Coordinate annotation items:

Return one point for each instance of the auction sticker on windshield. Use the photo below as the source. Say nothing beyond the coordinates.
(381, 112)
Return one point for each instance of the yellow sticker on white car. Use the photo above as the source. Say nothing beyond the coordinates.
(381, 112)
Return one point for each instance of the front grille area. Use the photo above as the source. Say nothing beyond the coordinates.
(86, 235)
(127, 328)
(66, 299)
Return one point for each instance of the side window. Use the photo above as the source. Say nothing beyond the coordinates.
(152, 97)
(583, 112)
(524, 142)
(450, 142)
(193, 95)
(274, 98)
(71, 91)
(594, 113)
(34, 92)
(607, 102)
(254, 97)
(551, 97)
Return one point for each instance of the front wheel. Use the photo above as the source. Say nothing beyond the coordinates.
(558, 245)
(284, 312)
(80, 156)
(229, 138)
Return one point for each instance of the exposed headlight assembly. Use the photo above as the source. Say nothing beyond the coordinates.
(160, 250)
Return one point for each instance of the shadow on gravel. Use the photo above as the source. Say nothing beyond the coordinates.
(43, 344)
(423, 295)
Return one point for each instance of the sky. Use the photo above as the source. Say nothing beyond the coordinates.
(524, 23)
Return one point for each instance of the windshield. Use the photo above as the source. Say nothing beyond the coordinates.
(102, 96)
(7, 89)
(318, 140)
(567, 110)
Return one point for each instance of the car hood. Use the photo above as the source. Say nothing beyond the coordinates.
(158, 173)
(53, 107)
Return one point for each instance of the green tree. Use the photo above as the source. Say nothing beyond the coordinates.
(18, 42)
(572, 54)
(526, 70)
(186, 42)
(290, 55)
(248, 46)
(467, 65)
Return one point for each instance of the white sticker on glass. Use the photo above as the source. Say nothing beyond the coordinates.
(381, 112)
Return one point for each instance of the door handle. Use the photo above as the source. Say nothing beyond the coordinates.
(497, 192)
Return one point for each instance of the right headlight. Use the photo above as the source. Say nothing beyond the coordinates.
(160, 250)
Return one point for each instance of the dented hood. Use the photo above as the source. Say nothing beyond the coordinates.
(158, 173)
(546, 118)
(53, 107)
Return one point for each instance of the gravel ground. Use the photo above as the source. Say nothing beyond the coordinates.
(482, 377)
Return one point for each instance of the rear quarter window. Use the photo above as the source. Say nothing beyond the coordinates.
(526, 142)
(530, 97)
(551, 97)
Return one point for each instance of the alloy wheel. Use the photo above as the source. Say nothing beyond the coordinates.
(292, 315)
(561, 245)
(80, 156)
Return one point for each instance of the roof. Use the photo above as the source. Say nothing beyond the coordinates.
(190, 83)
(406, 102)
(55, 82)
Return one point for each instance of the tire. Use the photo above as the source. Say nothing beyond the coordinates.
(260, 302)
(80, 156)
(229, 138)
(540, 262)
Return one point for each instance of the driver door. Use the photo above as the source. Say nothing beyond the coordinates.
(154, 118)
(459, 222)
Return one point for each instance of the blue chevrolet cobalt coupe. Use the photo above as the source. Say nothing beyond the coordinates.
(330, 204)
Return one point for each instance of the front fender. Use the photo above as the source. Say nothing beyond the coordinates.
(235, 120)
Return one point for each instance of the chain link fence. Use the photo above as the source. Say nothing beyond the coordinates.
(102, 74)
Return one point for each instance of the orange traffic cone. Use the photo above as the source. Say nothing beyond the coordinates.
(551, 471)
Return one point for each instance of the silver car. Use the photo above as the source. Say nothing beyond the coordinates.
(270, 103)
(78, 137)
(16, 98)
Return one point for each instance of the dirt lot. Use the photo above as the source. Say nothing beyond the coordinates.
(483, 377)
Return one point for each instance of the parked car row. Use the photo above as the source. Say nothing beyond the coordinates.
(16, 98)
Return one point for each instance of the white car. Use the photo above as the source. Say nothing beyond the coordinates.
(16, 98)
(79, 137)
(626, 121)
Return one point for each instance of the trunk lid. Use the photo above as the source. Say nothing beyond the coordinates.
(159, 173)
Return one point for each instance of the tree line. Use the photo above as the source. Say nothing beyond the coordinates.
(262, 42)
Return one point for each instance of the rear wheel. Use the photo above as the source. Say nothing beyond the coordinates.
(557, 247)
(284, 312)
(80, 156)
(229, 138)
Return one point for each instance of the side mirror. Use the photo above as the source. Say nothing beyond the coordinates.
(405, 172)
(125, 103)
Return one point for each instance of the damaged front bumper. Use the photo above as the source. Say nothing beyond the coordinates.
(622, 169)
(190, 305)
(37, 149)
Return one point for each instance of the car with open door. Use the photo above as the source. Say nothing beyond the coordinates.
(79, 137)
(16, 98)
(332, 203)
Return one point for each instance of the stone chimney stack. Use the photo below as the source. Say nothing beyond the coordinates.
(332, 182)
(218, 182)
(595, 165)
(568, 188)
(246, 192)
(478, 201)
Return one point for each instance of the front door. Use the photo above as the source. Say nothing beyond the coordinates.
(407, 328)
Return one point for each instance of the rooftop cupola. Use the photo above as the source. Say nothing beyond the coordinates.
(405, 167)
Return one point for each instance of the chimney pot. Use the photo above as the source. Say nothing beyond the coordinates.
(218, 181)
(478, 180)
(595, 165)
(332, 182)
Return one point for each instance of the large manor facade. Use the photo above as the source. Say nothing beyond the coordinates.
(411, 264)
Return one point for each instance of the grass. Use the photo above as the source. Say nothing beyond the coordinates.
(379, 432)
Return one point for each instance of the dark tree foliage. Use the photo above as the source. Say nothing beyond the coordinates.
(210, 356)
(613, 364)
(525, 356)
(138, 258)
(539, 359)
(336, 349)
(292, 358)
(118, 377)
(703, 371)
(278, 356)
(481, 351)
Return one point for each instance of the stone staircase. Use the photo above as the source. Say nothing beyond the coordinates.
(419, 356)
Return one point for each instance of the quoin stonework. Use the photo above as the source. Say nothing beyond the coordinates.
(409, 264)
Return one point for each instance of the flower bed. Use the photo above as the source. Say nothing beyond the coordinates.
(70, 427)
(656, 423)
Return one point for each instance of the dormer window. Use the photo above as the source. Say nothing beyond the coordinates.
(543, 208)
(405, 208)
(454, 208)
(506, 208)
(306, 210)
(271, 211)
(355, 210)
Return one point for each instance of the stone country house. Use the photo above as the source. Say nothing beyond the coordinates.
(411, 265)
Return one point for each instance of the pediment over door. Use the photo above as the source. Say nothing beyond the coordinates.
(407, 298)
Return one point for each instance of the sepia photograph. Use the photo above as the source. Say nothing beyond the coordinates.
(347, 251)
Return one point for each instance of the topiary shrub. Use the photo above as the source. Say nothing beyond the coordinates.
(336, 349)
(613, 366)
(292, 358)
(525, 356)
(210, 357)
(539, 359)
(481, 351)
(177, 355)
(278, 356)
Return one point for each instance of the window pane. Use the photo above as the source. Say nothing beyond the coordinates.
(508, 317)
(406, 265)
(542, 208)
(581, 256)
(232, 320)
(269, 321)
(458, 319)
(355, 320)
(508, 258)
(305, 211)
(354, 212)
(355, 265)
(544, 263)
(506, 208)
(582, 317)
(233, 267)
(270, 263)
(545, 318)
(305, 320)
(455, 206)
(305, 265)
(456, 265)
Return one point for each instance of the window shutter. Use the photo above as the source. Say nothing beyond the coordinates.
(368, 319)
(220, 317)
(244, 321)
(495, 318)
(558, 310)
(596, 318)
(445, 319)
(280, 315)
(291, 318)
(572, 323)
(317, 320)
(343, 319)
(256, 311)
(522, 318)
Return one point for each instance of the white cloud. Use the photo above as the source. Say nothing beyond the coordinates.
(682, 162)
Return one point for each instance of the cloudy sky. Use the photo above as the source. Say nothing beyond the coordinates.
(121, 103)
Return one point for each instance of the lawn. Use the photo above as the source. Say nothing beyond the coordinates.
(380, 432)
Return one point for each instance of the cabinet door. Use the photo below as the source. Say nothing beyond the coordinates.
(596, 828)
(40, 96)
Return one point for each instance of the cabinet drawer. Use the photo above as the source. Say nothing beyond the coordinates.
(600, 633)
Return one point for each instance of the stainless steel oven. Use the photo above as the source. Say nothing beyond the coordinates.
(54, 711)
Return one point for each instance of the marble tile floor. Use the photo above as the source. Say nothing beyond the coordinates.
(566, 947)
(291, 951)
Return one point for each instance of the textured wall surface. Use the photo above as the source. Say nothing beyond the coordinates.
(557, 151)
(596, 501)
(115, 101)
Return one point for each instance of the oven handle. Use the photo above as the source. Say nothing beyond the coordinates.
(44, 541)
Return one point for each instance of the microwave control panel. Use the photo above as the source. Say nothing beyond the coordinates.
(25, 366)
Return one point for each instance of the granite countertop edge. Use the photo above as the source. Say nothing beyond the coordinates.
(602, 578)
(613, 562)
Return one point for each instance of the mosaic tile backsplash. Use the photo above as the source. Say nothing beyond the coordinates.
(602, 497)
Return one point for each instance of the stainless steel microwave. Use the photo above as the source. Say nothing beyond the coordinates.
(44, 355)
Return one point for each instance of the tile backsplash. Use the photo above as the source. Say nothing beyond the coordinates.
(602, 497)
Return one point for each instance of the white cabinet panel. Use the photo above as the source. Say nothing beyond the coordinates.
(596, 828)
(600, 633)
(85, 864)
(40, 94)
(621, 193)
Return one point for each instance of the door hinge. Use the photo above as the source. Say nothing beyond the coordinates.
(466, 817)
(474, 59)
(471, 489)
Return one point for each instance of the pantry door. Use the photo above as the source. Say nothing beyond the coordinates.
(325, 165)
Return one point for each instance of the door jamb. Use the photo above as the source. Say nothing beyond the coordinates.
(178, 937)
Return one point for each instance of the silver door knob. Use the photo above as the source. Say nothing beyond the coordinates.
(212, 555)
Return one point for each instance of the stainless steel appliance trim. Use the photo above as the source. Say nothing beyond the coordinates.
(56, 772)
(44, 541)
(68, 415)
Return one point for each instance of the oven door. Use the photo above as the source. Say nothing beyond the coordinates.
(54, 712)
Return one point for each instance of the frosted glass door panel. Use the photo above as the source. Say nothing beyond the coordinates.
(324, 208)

### WHAT YOU ARE ASKED TO DO
Arrange the items from the line containing "stainless steel appliance" through the end of the items as a JSON list of strings, one string per line, with blank lines left out.

### COMPLETE ANSWER
[
  "Return one point for each instance of the stainless steel appliance trim. Use the photo above as the source. Say nothing beyond the coordinates.",
  "(56, 772)",
  "(44, 541)",
  "(68, 415)",
  "Return one point for each instance of the oven door. Use the photo above as the source. Say nothing beyond the coordinates.",
  "(54, 712)",
  "Return one point for each instance of the frosted glass door panel. Use the photo above as the source. Say nothing beyond the coordinates.",
  "(324, 208)"
]